WORK TO BE COMPLETED: Go through the records below and report each line with "form" in it.
■ ■ ■ ■ ■ ■ ■
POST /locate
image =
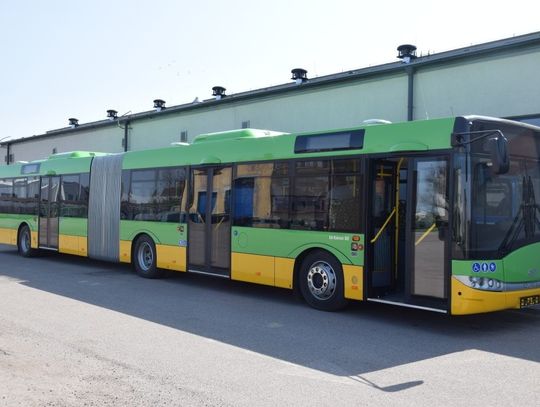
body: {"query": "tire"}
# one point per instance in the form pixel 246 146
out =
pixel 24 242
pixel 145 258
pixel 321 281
■ ■ ■ ■ ■ ■ ■
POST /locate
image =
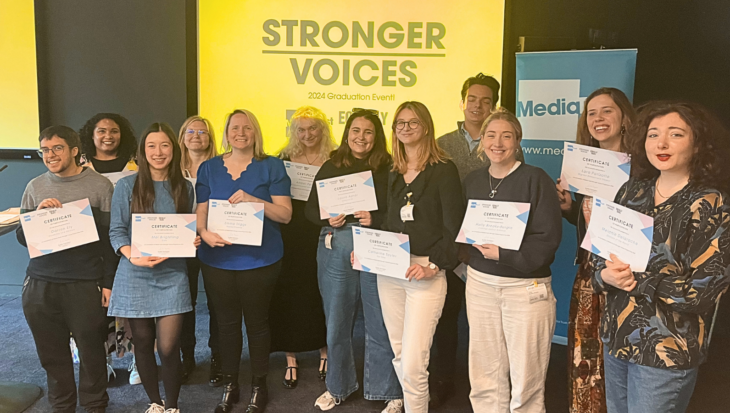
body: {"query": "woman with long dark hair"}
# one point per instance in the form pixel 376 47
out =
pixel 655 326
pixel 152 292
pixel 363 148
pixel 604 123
■ ■ ■ ■ ■ ■ ■
OUTPUT OF THE EXERCISE:
# one point per instance in the form pixel 246 146
# one point per instance in the form pixel 376 47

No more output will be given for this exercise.